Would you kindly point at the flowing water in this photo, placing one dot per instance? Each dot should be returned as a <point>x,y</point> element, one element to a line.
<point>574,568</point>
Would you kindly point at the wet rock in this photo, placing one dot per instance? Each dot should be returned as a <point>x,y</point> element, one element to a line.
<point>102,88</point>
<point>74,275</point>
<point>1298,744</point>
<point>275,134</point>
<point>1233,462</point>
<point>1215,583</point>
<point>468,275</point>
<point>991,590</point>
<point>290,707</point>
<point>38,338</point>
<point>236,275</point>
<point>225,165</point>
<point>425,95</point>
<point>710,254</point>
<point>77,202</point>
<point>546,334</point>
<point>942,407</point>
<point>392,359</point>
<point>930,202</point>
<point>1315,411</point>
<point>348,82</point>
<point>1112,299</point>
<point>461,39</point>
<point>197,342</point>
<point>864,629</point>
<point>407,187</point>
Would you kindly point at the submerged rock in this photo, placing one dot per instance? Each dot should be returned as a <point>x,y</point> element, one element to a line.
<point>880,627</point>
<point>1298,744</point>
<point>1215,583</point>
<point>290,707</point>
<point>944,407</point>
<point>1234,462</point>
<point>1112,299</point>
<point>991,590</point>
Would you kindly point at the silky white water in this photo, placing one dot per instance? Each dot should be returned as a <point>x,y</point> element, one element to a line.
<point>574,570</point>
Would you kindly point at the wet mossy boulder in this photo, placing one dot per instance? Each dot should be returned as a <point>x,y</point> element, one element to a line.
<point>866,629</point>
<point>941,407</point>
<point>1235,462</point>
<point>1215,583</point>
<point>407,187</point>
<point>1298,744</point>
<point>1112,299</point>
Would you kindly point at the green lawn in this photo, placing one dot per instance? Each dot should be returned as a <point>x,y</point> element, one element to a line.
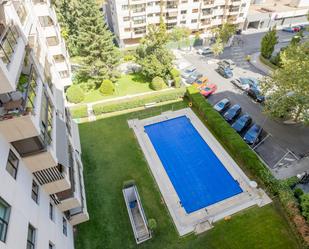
<point>111,155</point>
<point>127,84</point>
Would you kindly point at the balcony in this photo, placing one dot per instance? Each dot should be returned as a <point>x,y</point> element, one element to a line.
<point>19,109</point>
<point>38,152</point>
<point>12,53</point>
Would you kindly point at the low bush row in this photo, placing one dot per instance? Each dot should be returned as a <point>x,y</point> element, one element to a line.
<point>138,101</point>
<point>248,160</point>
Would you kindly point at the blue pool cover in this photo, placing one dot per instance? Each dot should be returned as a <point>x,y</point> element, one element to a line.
<point>196,173</point>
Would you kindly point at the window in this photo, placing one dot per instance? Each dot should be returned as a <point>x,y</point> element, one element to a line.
<point>31,237</point>
<point>5,210</point>
<point>64,226</point>
<point>51,211</point>
<point>35,192</point>
<point>12,164</point>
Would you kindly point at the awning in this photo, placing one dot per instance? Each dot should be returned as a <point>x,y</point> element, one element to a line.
<point>62,147</point>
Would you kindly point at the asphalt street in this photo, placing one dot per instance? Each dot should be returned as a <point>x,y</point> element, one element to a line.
<point>283,137</point>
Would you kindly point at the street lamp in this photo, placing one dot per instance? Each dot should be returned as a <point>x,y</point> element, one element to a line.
<point>288,94</point>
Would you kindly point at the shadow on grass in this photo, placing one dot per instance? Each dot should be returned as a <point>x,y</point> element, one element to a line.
<point>140,78</point>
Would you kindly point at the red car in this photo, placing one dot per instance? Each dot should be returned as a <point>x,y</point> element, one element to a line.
<point>208,90</point>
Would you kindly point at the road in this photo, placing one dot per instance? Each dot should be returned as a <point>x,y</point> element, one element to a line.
<point>283,137</point>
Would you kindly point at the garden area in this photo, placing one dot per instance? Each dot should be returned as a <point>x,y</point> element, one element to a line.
<point>111,156</point>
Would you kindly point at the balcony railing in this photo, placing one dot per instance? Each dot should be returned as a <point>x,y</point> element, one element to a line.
<point>20,102</point>
<point>8,43</point>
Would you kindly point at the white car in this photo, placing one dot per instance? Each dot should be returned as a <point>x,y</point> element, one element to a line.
<point>227,63</point>
<point>187,72</point>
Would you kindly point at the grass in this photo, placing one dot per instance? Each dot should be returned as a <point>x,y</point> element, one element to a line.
<point>111,155</point>
<point>125,85</point>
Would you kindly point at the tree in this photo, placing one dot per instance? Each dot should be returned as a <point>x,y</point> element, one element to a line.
<point>152,54</point>
<point>218,47</point>
<point>304,203</point>
<point>100,56</point>
<point>178,34</point>
<point>107,87</point>
<point>291,77</point>
<point>268,43</point>
<point>68,13</point>
<point>224,32</point>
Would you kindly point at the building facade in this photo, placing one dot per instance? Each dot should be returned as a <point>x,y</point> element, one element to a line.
<point>42,194</point>
<point>128,19</point>
<point>265,14</point>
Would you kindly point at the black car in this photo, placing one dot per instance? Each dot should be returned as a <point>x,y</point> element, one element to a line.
<point>242,123</point>
<point>222,105</point>
<point>232,113</point>
<point>253,134</point>
<point>193,77</point>
<point>255,93</point>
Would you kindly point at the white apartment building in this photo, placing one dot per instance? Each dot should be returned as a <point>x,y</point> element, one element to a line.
<point>42,194</point>
<point>128,19</point>
<point>264,14</point>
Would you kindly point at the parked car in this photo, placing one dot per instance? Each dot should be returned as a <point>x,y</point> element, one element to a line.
<point>187,72</point>
<point>201,82</point>
<point>227,63</point>
<point>232,113</point>
<point>222,105</point>
<point>252,136</point>
<point>193,77</point>
<point>204,51</point>
<point>226,72</point>
<point>256,94</point>
<point>242,123</point>
<point>208,90</point>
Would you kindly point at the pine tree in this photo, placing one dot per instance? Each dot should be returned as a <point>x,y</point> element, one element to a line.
<point>95,43</point>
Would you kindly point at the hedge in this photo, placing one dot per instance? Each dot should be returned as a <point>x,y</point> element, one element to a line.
<point>138,101</point>
<point>79,111</point>
<point>248,160</point>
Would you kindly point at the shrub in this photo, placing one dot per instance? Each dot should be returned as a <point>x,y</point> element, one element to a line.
<point>157,83</point>
<point>75,94</point>
<point>176,77</point>
<point>298,192</point>
<point>79,111</point>
<point>107,87</point>
<point>138,101</point>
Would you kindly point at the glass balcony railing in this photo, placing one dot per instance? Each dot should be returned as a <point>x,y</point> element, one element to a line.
<point>8,43</point>
<point>21,101</point>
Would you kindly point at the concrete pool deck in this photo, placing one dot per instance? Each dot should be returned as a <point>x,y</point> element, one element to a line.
<point>200,220</point>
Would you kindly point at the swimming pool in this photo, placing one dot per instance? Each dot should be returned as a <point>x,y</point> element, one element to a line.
<point>198,176</point>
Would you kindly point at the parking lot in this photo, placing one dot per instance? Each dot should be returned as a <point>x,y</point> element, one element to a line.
<point>280,145</point>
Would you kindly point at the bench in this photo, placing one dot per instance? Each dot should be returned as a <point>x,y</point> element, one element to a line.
<point>148,105</point>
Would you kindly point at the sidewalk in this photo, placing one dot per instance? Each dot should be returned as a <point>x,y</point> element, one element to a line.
<point>255,61</point>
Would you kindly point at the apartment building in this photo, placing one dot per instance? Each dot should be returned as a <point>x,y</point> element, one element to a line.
<point>128,19</point>
<point>42,194</point>
<point>264,14</point>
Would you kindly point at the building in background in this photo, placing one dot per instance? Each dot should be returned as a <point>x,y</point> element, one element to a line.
<point>129,19</point>
<point>264,14</point>
<point>42,194</point>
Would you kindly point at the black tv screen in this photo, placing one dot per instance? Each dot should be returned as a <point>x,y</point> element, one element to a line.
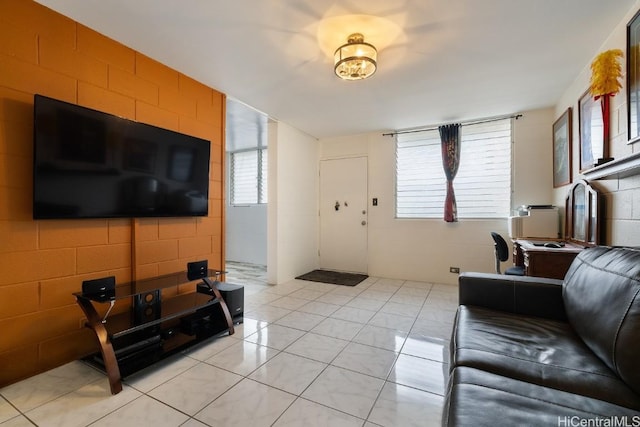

....

Directive: Rewrite all the rows above as a numbered list, leaving out blank lines and omitting the pictures.

Correct answer:
1. Would you kindly point at the flowing water in this photo, placing one dot per instance? Each dot should be returned as a <point>x,y</point> element, one element to a line.
2. <point>574,568</point>
3. Would you kindly point at the wet rock in this photo, placing one dot per instance? Each dot should be returned as a <point>x,y</point> element, one element to a line.
4. <point>102,88</point>
5. <point>74,275</point>
6. <point>1298,744</point>
7. <point>275,134</point>
8. <point>1233,462</point>
9. <point>1215,583</point>
10. <point>468,275</point>
11. <point>991,590</point>
12. <point>290,707</point>
13. <point>38,338</point>
14. <point>236,275</point>
15. <point>225,165</point>
16. <point>425,95</point>
17. <point>710,254</point>
18. <point>77,202</point>
19. <point>546,334</point>
20. <point>942,407</point>
21. <point>392,359</point>
22. <point>930,202</point>
23. <point>1315,411</point>
24. <point>348,82</point>
25. <point>1112,299</point>
26. <point>461,39</point>
27. <point>197,342</point>
28. <point>864,629</point>
29. <point>407,187</point>
30. Would you kindly point at the submerged rock in this photo, placing one dot per instance? Each dot should be returned as a <point>x,y</point> element, one element to a line.
31. <point>880,627</point>
32. <point>1298,744</point>
33. <point>1215,583</point>
34. <point>290,707</point>
35. <point>944,407</point>
36. <point>1234,462</point>
37. <point>1112,299</point>
38. <point>991,590</point>
39. Would you kindly point at the silky white water in this photo, placing one dot per instance? Each dot should be returned as a <point>x,y</point> element, one element to a line.
40. <point>574,570</point>
41. Would you kindly point at the wet mossy boulder in this photo, placing one dot per instance? Each dot should be returned as a <point>x,y</point> element, one element to a line.
42. <point>866,629</point>
43. <point>941,407</point>
44. <point>1235,462</point>
45. <point>1215,583</point>
46. <point>407,187</point>
47. <point>1298,744</point>
48. <point>1112,299</point>
49. Would you kindly point at the green lawn in this photo, placing one dot per instance? Each dot should be returned as a <point>x,y</point> element, one element to a line.
50. <point>111,155</point>
51. <point>127,84</point>
52. Would you kindly point at the balcony in this photo, placing one dot per instance? Each dot should be returned as a <point>x,y</point> element, one element to a line.
53. <point>19,109</point>
54. <point>38,152</point>
55. <point>12,53</point>
56. Would you kindly point at the low bush row in this photo, placing one dot per instance? Each dot should be returned as a <point>x,y</point> element, one element to a line.
57. <point>138,101</point>
58. <point>248,160</point>
59. Would you kindly point at the blue pool cover in this photo, placing one dot per instance? Each dot should be returned as a <point>x,y</point> element, one element to a line.
60. <point>196,173</point>
61. Would you kindly point at the window in this photo, placing one dot per instance? Each dot should be returned as a <point>x,y</point> element, one element to a line.
62. <point>31,237</point>
63. <point>5,210</point>
64. <point>64,226</point>
65. <point>51,211</point>
66. <point>35,192</point>
67. <point>12,164</point>
68. Would you kindly point at the awning in this photo, placing one dot per instance? Each dot should be returned as a <point>x,y</point> element, one element to a line.
69. <point>62,147</point>
70. Would you kindly point at the asphalt street in this photo, placing one dot per instance? Each dot should be returned as a <point>x,y</point> element, one element to a line.
71. <point>283,137</point>
72. Would you kindly point at the street lamp in this photo, placing one dot per instance? Each dot should be returned as a <point>x,y</point> element, one element to a line.
73. <point>288,94</point>
74. Would you kindly point at the shadow on grass in this photo, placing one dot per instance? Each dot should be returned as a <point>x,y</point> element, one element to a line.
75. <point>140,78</point>
76. Would you kindly point at the red car in this photo, placing one dot per instance? Each dot should be returned as a <point>x,y</point> element, one element to a line.
77. <point>208,90</point>
78. Would you kindly point at the road in this photo, placing one dot per instance? Each dot should be returned as a <point>x,y</point> element, one element to a line.
79. <point>283,137</point>
80. Would you kindly point at the garden area in this photo, placing one dot per instance? Each dot should be returned as a <point>x,y</point> element, one element to a line.
81. <point>111,156</point>
82. Would you kindly point at the balcony railing in this photo, placing one dot per instance? Each dot should be returned as a <point>x,y</point> element, one element to a line.
83. <point>20,102</point>
84. <point>8,43</point>
85. Would you kindly point at the white car in this photo, placing one dot per instance? Each dot should be returned as a <point>x,y</point> element, one element to a line.
86. <point>227,63</point>
87. <point>187,72</point>
88. Would you kindly point at the grass in this photo, placing one dot per instance? Each dot should be returned as a <point>x,y</point> element, one element to a line.
89. <point>111,155</point>
90. <point>125,85</point>
91. Would you kindly point at the tree in this photo, placing one dot per instance? Each dot should be returned as a <point>x,y</point> element, one element to a line.
92. <point>152,54</point>
93. <point>218,47</point>
94. <point>304,203</point>
95. <point>100,56</point>
96. <point>178,34</point>
97. <point>107,87</point>
98. <point>291,77</point>
99. <point>268,43</point>
100. <point>68,13</point>
101. <point>224,32</point>
102. Would you kindly point at the building facade in this photo, placing one dot per instance? Each dot should be returned as a <point>x,y</point> element, one element to a line.
103. <point>42,194</point>
104. <point>128,19</point>
105. <point>265,14</point>
106. Would you kindly point at the black car in this photo, placing one dot per instance? Each dot should be returned as a <point>x,y</point> element, one element to a line.
107. <point>242,123</point>
108. <point>222,105</point>
109. <point>232,113</point>
110. <point>253,134</point>
111. <point>193,77</point>
112. <point>255,93</point>
113. Would you kindly point at the white apartment building in this photo, placing one dot per instance? Each dot should be returned as a <point>x,y</point> element, one element to a line.
114. <point>42,194</point>
115. <point>128,19</point>
116. <point>264,14</point>
117. Would you kindly point at the parked car in this photo, placing one dot per instance? Each dot should be returned as a <point>x,y</point> element, one element to a line.
118. <point>187,72</point>
119. <point>201,82</point>
120. <point>227,63</point>
121. <point>232,113</point>
122. <point>222,105</point>
123. <point>252,136</point>
124. <point>193,77</point>
125. <point>204,51</point>
126. <point>226,72</point>
127. <point>256,94</point>
128. <point>242,123</point>
129. <point>208,90</point>
130. Would you kindly point at the pine tree in this photo, placing one dot per instance? Each dot should be returned as a <point>x,y</point> element, one element to a line.
131. <point>95,43</point>
132. Would you kindly point at the hedge in this photo, placing one dot per instance? Each dot should be returned as a <point>x,y</point> element, one element to a line.
133. <point>138,101</point>
134. <point>79,111</point>
135. <point>248,160</point>
136. Would you kindly point at the shrub in this photo, placing one dot per instance? Each dot should be returned as a <point>x,y</point> element, one element to a line.
137. <point>157,83</point>
138. <point>75,94</point>
139. <point>176,77</point>
140. <point>298,192</point>
141. <point>79,111</point>
142. <point>107,87</point>
143. <point>138,101</point>
144. Would you kindly point at the glass balcony railing in this photo, placing one dot per instance? Each dot should be returned as a <point>x,y</point> element, one element to a line.
145. <point>8,43</point>
146. <point>21,101</point>
147. Would you kindly point at the concrete pool deck in this photo, placing one dot per instance? Each dot should be returned as a <point>x,y</point> element, one element to a line.
148. <point>200,220</point>
149. Would you kindly point at the swimming pool in this photo, placing one dot per instance? Each dot should be returned as a <point>x,y</point> element, one element to a line.
150. <point>198,176</point>
151. Would you kindly point at the parking lot in this photo, placing one dot per instance? Each dot should be returned as a <point>x,y</point> element, one element to a line.
152. <point>280,145</point>
153. Would you kindly point at the bench in this photo, placing one dot per instance? Each dot should be returned as a <point>x,y</point> element, one element to a line.
154. <point>148,105</point>
155. Would you kindly point at the sidewalk in this photo, placing one dot per instance? Each dot should be returned as a <point>x,y</point> element, one element to a line.
156. <point>255,61</point>
157. Would you kindly point at the apartment building in this photo, placing one dot per instance? Each dot should be returned as a <point>x,y</point> element, one element to a line.
158. <point>128,19</point>
159. <point>42,194</point>
160. <point>264,14</point>
161. Would you kindly point at the building in background in this photo, placing one dot per instance? Each dot should be returned as a <point>x,y</point> element, one element to a line.
162. <point>129,19</point>
163. <point>264,14</point>
164. <point>42,194</point>
165. Would you kindly point at the black tv screen in this photo, placing one dot per instance? Each dot should be returned as a <point>x,y</point> element, one element to a line.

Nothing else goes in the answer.